* [WORK INSTRUCTIONS]:
1. List every category of person named in the passage on officer and director disclosure whose ability or integrity is the subject of material information that companies must describe.
2. Extend the passage on officer and director disclosure, picking up after its final sentence.

** START DOCUMENT TEXT **

Officer and Director Disclosure of Background Matters
The securities laws require that public companies provide disclosure about the backgrounds of its officers and directors and describe certain material information that is “material to an evaluation of the ability or integrity of any director, person nominated to become a director or executive officer of the company. Additionally, companies must consider their obligation to disclose material information to investors. For purposes of disclosure, Regulation S-K serves as a guide to the minimum disclosure that is required. The question of whether a matter is material begins with an assessment of whether, under all of the facts and circumstances, there is “a substantial likelihood that the . . . fact would have been viewed by the reasonable investor as having significantly altered the ‘total mix’ of information made available.”

** END DOCUMENT TEXT **
** START DATASET CONTENT **

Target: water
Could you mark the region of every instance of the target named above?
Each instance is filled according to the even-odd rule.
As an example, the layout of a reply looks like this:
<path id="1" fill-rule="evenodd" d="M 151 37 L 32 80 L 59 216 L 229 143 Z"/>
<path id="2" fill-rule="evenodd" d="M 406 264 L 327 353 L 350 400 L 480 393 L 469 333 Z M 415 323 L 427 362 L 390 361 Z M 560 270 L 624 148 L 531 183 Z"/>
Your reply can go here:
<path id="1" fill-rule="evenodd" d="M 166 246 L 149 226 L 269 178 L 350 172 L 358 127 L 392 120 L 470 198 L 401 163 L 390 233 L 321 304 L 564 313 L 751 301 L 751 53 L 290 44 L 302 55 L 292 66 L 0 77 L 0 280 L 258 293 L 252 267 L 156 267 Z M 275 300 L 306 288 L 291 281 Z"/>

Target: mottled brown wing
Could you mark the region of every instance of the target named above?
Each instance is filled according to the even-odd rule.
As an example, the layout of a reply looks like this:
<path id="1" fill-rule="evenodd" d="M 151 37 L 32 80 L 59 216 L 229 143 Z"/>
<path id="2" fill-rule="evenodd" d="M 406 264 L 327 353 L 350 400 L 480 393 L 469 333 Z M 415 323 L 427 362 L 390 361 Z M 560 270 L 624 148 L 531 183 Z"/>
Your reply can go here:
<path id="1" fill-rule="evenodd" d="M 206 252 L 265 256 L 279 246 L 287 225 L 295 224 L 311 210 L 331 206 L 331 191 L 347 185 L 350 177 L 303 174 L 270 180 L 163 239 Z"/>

** END DATASET CONTENT **

* [RESPONSES IN ORDER]:
1.
- Any director
- Any person nominated to become a director
- Any executive officer of the company

2.
In some circumstances, background disclosures are required beyond the time periods set forth in Regulation S-K where an individual has multiple background disclosure matters. Non-disclosure of multiple background events have been the subject of both civil and criminal enforcement actions.
The duty of a public company to provide officer and director disclosures arises from:
(i) the obligation of the issuer to provide information in an SEC filing or report such as a periodic report, a registration statement for a securities offering, or a proxy statement;
(ii) a regulatory requirement to disclose certain specific events as they occur;
(iii) a fiduciary obligation in the context of trading in the company’s securities; or
(iv) a selective disclosure or intended selective disclosure to the investment community or a shareholder that triggers an obligation to disclose to the market generally.
Although there is no general duty to continuously update prior communications on a subject upon the discovery or development of new material facts, the issuer is obligated to update communications when the securities laws require the filing of a periodic report, current report, proxy solicitation, or registration statement.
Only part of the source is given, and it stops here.